--- begin RECORDS FOR PROCESSING ---

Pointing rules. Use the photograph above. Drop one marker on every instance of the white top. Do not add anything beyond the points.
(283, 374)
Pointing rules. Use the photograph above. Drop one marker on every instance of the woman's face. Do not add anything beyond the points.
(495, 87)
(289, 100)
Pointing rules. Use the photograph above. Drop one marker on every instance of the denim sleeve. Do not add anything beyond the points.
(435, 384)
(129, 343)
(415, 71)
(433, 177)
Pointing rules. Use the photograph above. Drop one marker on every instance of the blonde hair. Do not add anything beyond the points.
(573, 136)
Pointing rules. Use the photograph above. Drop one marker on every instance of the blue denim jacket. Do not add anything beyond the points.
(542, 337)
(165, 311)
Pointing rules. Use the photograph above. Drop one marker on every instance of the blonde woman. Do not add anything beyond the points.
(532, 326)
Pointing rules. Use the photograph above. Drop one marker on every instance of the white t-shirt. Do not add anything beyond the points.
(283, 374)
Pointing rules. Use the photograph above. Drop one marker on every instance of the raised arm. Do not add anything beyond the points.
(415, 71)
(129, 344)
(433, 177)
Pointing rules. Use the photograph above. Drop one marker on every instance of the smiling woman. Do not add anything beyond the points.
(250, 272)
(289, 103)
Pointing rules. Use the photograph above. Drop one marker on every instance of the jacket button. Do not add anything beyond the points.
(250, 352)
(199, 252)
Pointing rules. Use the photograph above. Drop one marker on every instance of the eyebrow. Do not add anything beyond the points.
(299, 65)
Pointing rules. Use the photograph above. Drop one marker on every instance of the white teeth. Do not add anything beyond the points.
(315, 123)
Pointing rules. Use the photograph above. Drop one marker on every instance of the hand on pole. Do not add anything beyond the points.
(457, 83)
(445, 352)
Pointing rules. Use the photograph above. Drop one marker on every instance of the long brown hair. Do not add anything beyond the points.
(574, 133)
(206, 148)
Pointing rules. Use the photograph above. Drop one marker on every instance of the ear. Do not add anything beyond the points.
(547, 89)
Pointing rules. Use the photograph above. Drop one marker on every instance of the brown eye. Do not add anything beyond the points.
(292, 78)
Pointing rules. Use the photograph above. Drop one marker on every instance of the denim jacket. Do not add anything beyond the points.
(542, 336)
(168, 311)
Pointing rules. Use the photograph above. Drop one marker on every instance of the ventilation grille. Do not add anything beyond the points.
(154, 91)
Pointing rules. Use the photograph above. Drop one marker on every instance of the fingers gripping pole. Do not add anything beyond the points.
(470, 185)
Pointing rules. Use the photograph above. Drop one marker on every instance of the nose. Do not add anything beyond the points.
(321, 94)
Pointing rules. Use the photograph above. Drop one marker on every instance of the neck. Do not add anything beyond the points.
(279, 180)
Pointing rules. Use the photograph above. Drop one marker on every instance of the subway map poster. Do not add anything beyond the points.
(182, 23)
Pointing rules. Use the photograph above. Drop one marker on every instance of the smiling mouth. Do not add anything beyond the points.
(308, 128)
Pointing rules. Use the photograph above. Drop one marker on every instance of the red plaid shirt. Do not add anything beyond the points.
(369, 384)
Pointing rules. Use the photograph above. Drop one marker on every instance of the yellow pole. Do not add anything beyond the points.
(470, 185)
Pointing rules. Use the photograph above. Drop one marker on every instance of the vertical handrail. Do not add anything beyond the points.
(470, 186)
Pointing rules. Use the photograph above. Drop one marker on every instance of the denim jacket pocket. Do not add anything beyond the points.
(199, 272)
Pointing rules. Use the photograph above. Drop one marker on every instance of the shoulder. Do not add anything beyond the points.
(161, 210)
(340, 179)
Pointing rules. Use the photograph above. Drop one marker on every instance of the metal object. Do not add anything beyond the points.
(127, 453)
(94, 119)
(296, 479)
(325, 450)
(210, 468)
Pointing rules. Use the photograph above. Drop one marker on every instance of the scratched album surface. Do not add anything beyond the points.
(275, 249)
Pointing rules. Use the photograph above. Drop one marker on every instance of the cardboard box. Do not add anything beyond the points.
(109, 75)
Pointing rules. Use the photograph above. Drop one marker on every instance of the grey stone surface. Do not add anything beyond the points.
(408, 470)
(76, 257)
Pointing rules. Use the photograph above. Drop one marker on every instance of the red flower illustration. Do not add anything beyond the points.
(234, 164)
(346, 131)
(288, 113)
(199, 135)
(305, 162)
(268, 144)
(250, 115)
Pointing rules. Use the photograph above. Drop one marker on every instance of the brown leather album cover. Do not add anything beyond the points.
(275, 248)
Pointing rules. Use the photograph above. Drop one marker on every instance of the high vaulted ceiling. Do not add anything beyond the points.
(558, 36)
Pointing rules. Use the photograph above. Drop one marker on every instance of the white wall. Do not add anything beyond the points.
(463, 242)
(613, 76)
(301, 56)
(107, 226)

--- end RECORDS FOR PROCESSING ---

▸ WHAT THE EXERCISE ASKS: Convert every one of the entries above into a two-column CSV with the header row instruction,points. Each entry gets one row, with its instruction text and its answer each in a double-quoted field and any line breaks replaced by spaces.

▸ FINAL RESULT:
instruction,points
"Pointing rules. Use the photograph above. Drop one marker on every instance of the white top. Do not add anything beyond the points.","(283, 374)"
"Pointing rules. Use the photograph above. Drop one marker on every instance of the woman's face. Do not add anything beyond the points.","(495, 87) (289, 100)"
"Pointing rules. Use the photograph above. Drop one marker on every instance of the denim sleeve. Do not add anything beyond the points.","(435, 384) (129, 343) (415, 71) (433, 177)"
"Pointing rules. Use the photograph above. Drop one marker on every instance of the blonde hair. Do not add anything beyond the points.","(573, 136)"
"Pointing rules. Use the photograph above. Drop one marker on every instance of the blue denim jacket. Do not add anything beyond the points.","(542, 337) (165, 311)"
"Pointing rules. Use the photograph above. Drop one marker on every instance of the blonde woman. Do not add anything beyond the points.","(532, 326)"
"Pointing rules. Use the photograph above. Drop one marker on every instance of the white t-shirt. Do not add anything beyond the points.","(283, 374)"
"Pointing rules. Use the photograph above. Drop one marker on every instance of the raised arm. Do not add anything beyond the points.","(415, 71) (129, 344) (433, 177)"
"Pointing rules. Use the photograph above. Drop one marker on every instance of the smiling woman. Do not add anything beyond the points.","(250, 272) (289, 103)"
"Pointing rules. Use the photograph above. Drop one marker on every instance of the jacket button. Do not add anything beyond the points.","(250, 352) (199, 252)"
"Pointing rules. Use the photograph above. Drop one marker on every instance of the eyebrow. Do not add anything beyond the points.","(299, 65)"
"Pointing rules. Use the photograph above. Drop one marker on every instance of the white teeth. Do not add anything beyond the points.","(315, 123)"
"Pointing rules. Use the photograph above. Drop one marker on every instance of the hand on pole. Do not add anything beyond the points.","(457, 83) (445, 352)"
"Pointing rules. Use the photograph above. Drop one marker on every instance of the long brown hair. Do not add anything beyond the points.","(574, 133) (206, 148)"
"Pointing rules. Use the photograph above. Drop one marker on every instance of the ear. Do not add anything beyond the points.","(547, 89)"
"Pointing rules. Use the photograph above. Drop one marker on every instance of the brown eye. Do not add anything beyond the points.","(292, 78)"
"Pointing rules. Use the photograph above. Drop one marker on every instance of the denim jacket. Do not add anything beyond the points.","(542, 336) (168, 311)"
"Pointing rules. Use the photograph above. Drop one marker on every instance of the ventilation grille. Do not add anything beyond the points.","(154, 91)"
"Pointing rules. Use the photograph above. Drop one marker on every instance of the fingers gripping pole. Do not add anything beyond the points.","(470, 185)"
"Pointing rules. Use the photograph above. Drop one marker on every instance of the nose. Do not add anything beyond the points.","(321, 94)"
"Pointing rules. Use the photograph above. Drop one marker on every instance of the neck. Do not add anything beyond the points.","(279, 180)"
"Pointing rules. Use the photograph above. Drop one marker on every instance of the subway map poster. Do not add anything beyond the points.","(182, 23)"
"Pointing rules. Use the photograph above. Drop one marker on every instance of the smiling mouth. Do not add anything beyond the points.","(308, 128)"
"Pointing rules. Use the photograph above. Drop one marker on every instance of the red plaid shirt. Do not add anything beyond the points.","(369, 384)"
"Pointing rules. Use the photograph above. Drop one marker on every instance of the yellow pole. Do not add anything beyond the points.","(470, 185)"
"Pointing rules. Use the photograph above. Drop one marker on every instance of the vertical handrail. Do not add anything beyond the points.","(470, 186)"
"Pointing rules. Use the photograph above. Drop one marker on every instance of the denim jacket pocket. Do not add anything beyond the points.","(199, 272)"
"Pointing rules. Use the photograph above. Drop one marker on every instance of the shoulder. Do not add anything beyond the points.","(161, 210) (340, 179)"
"Pointing rules. Use the photograph above. Drop one marker on every instance of the metal object. Do not add anything beyond the points.","(127, 453) (94, 119) (296, 479) (325, 450) (210, 468)"
"Pointing rules. Use the photograph above. Drop one marker on every instance of the scratched album surface. Do not add anything beyond the points.","(275, 249)"
"Pointing rules. Use the photograph above. Drop one marker on every instance of the cardboard box. Do not add anything beyond the points.","(109, 75)"
"Pointing rules. Use the photograph above. Drop one marker on every instance of the grey stone surface. Do not add anything beyond the points.","(408, 470) (76, 257)"
"Pointing rules. Use the photograph above. Drop one marker on every instance of the red flower illustration. Do not add anything beyond the points.","(234, 164) (346, 131) (288, 113) (199, 135) (305, 162) (268, 144) (250, 115)"
"Pointing rules. Use the photograph above. Drop one marker on every instance of the brown leather album cover. Do not add anything beyond the points.","(275, 248)"
"Pointing rules. Use the photograph above. Drop one marker on every instance of the high vaulted ceiling. Do not add anything beyond the points.","(558, 36)"
"Pointing rules. Use the photograph above. Drop one marker on every instance of the white wall. Do not add anything beyond the points.","(463, 242) (613, 76) (301, 56) (107, 226)"